**OBJECTIVE A**
Quote the passage of the informer article beginning with the words "It means the informer" and ending with "answer from cache.".

**SELECTED EXCERPT**

══════

The isRunning() versus isWatching() distinction

For a long time, SharedIndexInformer users mostly looked at isRunning() and hasSynced().

Those are useful, but they do not answer the one question that matters most for an operational MCP server: is the informer actively watching live cluster state right now?

An informer can be in a state where:

isRunning() is true
hasSynced() is true
isWatching() is false

That is the dangerous state.

It means the informer thread exists. It means the cache did complete an initial sync at some point. But it also means the live watch is currently down, so the cache is frozen until the watch reconnect succeeds.

For a human operator, this is annoying but survivable. They notice weirdness, refresh, and investigate.

For an AI agent, this is a correctness problem. The agent sees structured data and assumes it reflects the current state of the cluster.

So our design principle is simple: if the informer is not actively watching, the tool must refuse to answer from cache.

Not warn. Not answer with a footnote. Refuse.

What we are building

We will build a Quarkus application with three core pieces.

The first is an informer registry. This is an @ApplicationScoped CDI bean that owns the Fabric8 client and informer lifecycle. It starts the pod and deployment informers once and exposes them to the rest of the application.

The second is a health check. This reports isRunning(), hasSynced(), and isWatching() for each informer so that both humans and Kubernetes can see whether the cache is actually trustworthy.

The third is a set of MCP tools. These tools query informer-backed caches, not the API server. Before they return anything, they verify that the informer has synced and is still watching. If not, they return ToolResponse.error() so the model knows it should retry rather than reason over stale state.

We will also package and deploy the application on Minikube so the whole setup runs end to end inside a local Kubernetes cluster.

Prerequisites

You need Java 21, Maven 3.9 or newer, kubectl, and a local Kubernetes cluster. We will use Minikube because it is still one of the easiest ways to run a local Kubernetes environment, and the current docs list Podman as a supported driver. Deployment uses the Quarkus Kubernetes extension: it generates manifests from configuration and builds the container image with Jib, so you do not need a Dockerfile or an external registry.

You should also have a basic understanding of CDI and Quarkus dev mode. We are not starting from zero on Quarkus here.

Project setup

Create a new Quarkus project or start directly from my Github project:

mvn io.quarkus:quarkus-maven-plugin:create \
  -DprojectGroupId=com.mainthread \
  -DprojectArtifactId=kubernetes-mcp-server \
  -Dextensions='quarkus-smallrye-health,io.quarkiverse.mcp:quarkus-mcp-server-http:1.10.0,quarkus-kubernetes-client,quarkus-kubernetes,quarkus-container-image-jib,quarkus-minikube' \
  -DnoCode
cd kubernetes-mcp-server

The Quarkus Kubernetes Client extension (quarkus-kubernetes-client) provides an injectable Fabric8 KubernetesClient bean and handles kubeconfig and in-cluster configuration for you.

quarkus-mcp-server-http gives us an MCP server over HTTP. The default transport is Streamable HTTP (at /mcp); the legacy SSE endpoint remains at /mcp/sse but is deprecated. The Kubernetes Client extension gives us Fabric8, including the informer APIs. quarkus-smallrye-health exposes the health endpoints we will later wire into Kubernetes probes. The Quarkus Kubernetes extension generates Deployment, Service, and RBAC manifests from configuration; the Minikube extension tailors them for local Minikube (e.g. imagePullPolicy: IfNotPresent). Jib builds the container image without a Dockerfile. See the Quarkus Kubernetes guide for details.

══════

(Pointing dataset rows)
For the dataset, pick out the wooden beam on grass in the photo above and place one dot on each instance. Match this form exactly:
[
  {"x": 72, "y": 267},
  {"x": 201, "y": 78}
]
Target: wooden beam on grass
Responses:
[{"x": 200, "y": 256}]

══════

**OBJECTIVE B**
Pick out each line in the rows above that contains the word "grass", and copy those lines.

**TASK ANSWER A**
It means the informer thread exists. It means the cache did complete an initial sync at some point. But it also means the live watch is currently down, so the cache is frozen until the watch reconnect succeeds.

For a human operator, this is annoying but survivable. They notice weirdness, refresh, and investigate.

For an AI agent, this is a correctness problem. The agent sees structured data and assumes it reflects the current state of the cluster.

So our design principle is simple: if the informer is not actively watching, the tool must refuse to answer from cache.

**TASK ANSWER B**
For the dataset, pick out the wooden beam on grass in the photo above and place one dot on each instance. Match this form exactly:
Target: wooden beam on grass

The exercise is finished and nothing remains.